**Problem**
Lay out the records from the line with "Pick out the narrow" through the end of the records as a Markdown table with two columns, No. and Text, giving each line a row number and omitting blank lines.

**Data shown**
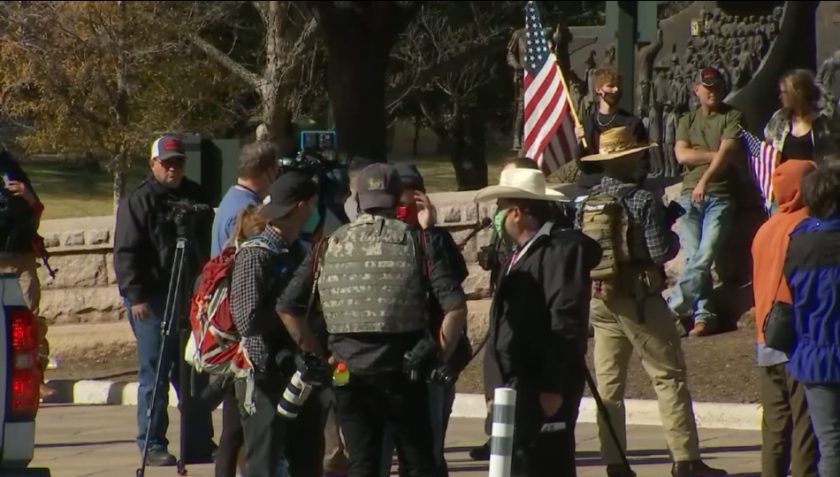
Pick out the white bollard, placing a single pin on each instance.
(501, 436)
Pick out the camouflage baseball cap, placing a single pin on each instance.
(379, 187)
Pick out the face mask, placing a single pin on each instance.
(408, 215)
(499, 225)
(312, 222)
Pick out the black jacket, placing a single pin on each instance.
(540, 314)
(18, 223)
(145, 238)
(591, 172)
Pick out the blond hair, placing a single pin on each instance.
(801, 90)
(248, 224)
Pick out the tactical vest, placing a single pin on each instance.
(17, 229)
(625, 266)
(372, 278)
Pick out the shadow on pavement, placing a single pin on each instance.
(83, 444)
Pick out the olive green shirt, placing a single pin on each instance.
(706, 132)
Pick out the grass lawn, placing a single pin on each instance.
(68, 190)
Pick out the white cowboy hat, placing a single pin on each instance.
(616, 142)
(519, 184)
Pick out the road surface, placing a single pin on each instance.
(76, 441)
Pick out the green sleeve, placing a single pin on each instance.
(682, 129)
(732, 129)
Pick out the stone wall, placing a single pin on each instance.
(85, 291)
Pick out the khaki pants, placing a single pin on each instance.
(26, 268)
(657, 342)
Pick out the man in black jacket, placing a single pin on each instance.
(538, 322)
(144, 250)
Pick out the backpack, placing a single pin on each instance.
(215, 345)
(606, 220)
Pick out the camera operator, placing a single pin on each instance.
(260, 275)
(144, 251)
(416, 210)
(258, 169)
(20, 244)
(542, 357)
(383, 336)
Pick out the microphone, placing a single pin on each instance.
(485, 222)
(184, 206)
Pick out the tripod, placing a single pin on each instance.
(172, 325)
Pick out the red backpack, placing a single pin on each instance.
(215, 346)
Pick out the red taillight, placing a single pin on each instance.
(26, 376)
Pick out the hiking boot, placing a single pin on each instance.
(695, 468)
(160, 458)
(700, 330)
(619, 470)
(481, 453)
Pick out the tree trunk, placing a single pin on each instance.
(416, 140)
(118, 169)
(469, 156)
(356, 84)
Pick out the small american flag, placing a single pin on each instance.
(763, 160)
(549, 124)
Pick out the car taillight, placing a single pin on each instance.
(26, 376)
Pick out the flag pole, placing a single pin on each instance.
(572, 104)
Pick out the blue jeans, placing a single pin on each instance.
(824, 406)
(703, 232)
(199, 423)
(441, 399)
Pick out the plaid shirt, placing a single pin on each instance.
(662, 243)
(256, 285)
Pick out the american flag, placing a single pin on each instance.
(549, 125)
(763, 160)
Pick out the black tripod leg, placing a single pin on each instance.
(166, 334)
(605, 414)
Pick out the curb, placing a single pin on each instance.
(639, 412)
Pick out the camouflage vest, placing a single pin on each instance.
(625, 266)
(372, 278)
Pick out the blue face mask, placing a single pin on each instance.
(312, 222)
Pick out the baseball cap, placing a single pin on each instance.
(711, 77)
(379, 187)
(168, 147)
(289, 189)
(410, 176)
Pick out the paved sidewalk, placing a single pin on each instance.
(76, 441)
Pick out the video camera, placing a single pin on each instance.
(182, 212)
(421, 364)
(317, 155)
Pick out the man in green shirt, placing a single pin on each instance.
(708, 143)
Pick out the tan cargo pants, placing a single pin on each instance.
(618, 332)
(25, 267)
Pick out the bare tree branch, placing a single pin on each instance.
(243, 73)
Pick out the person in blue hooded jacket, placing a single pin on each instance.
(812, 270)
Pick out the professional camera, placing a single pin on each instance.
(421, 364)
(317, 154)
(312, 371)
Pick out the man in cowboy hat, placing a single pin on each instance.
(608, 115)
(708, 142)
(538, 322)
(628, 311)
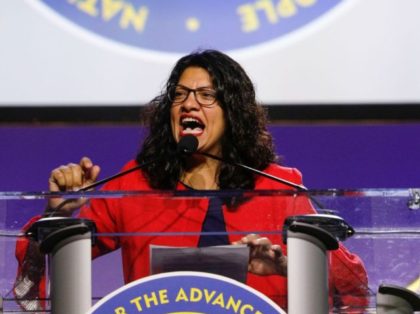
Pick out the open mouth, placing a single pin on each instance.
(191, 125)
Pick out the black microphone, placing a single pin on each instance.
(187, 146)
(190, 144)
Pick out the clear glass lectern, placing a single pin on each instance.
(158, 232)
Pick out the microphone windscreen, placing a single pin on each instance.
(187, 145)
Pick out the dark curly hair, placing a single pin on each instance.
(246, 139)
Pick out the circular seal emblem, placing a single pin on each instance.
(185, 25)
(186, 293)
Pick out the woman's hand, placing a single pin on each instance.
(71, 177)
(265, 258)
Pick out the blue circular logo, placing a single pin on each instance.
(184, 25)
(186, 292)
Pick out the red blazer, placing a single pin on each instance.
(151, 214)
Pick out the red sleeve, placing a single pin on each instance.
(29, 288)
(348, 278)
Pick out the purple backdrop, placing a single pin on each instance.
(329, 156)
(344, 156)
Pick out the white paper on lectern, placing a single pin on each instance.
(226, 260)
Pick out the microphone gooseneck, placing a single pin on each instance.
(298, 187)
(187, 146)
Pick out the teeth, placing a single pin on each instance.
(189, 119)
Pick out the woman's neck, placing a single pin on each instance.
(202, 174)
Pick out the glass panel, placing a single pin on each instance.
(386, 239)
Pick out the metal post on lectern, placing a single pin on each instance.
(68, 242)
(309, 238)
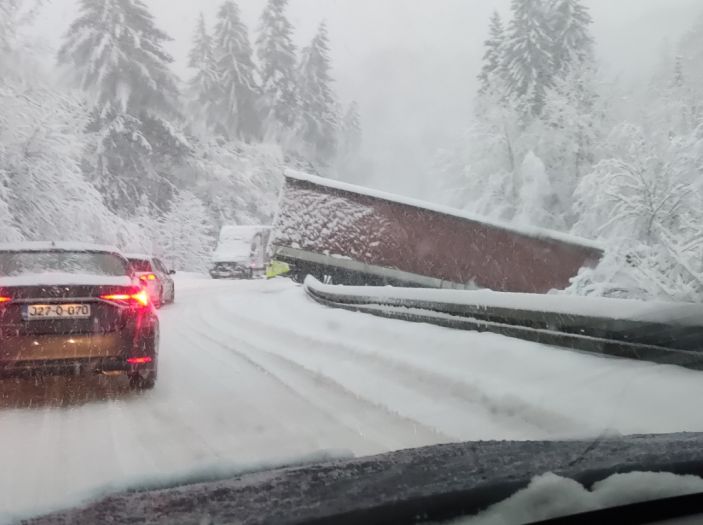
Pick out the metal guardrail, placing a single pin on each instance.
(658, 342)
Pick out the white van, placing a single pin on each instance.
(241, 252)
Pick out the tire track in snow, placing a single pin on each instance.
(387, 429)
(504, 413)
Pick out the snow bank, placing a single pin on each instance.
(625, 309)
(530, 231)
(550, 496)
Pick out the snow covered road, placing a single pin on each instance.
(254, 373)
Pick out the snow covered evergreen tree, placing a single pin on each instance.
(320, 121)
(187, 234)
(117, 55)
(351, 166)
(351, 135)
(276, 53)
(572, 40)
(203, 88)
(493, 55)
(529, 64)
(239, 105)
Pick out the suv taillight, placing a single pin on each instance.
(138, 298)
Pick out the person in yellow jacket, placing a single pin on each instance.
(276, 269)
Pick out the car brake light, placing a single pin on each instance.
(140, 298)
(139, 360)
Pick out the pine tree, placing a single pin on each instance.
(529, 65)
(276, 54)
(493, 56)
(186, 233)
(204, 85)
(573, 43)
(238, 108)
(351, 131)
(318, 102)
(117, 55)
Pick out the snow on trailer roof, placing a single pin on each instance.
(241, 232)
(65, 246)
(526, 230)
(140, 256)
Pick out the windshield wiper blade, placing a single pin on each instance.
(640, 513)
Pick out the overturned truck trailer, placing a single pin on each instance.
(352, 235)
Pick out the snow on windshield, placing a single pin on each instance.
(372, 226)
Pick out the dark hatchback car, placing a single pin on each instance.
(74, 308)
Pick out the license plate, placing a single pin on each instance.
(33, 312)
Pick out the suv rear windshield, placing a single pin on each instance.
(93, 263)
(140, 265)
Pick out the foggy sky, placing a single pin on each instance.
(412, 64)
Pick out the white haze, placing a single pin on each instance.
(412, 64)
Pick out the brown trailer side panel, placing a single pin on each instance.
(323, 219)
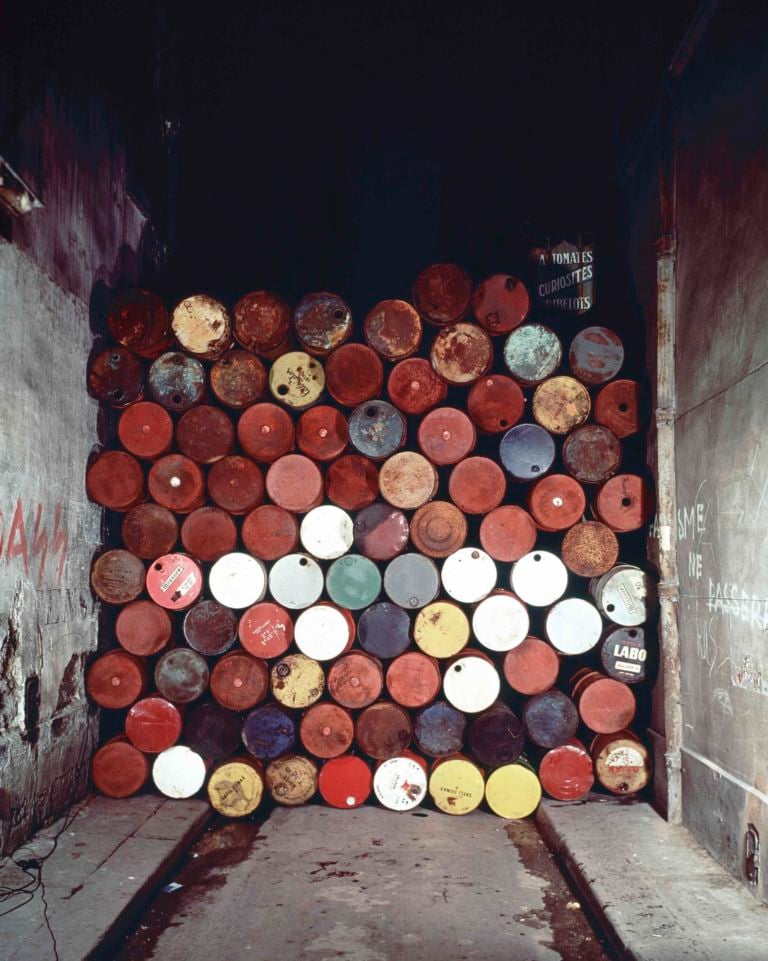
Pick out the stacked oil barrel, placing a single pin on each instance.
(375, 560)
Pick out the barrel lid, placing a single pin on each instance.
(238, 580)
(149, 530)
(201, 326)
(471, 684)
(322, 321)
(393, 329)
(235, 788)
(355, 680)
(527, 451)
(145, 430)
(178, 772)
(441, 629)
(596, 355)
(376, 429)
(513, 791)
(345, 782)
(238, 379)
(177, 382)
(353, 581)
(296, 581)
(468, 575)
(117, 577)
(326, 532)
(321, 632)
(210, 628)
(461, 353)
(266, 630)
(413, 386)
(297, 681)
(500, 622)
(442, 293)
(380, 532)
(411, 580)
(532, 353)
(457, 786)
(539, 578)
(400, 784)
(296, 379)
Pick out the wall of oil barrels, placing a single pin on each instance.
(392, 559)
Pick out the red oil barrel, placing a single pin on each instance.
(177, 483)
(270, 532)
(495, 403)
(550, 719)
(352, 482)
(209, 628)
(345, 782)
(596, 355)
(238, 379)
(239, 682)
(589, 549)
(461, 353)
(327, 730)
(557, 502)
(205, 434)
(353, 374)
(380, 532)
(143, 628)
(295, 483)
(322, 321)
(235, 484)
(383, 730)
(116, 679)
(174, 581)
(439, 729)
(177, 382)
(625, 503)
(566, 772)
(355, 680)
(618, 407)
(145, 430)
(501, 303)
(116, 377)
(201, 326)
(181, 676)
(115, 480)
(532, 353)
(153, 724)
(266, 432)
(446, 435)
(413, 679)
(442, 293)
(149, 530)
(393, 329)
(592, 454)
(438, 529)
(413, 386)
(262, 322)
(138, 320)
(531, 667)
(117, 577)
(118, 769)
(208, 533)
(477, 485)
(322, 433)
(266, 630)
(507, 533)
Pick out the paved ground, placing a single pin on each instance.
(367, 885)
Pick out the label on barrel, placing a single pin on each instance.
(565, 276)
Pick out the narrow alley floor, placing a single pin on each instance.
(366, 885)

**Response for this exercise**
| No. | Text |
|---|---|
| 1 | Pick out the narrow alley floor, placing a single pin on each instance. |
| 2 | (366, 885) |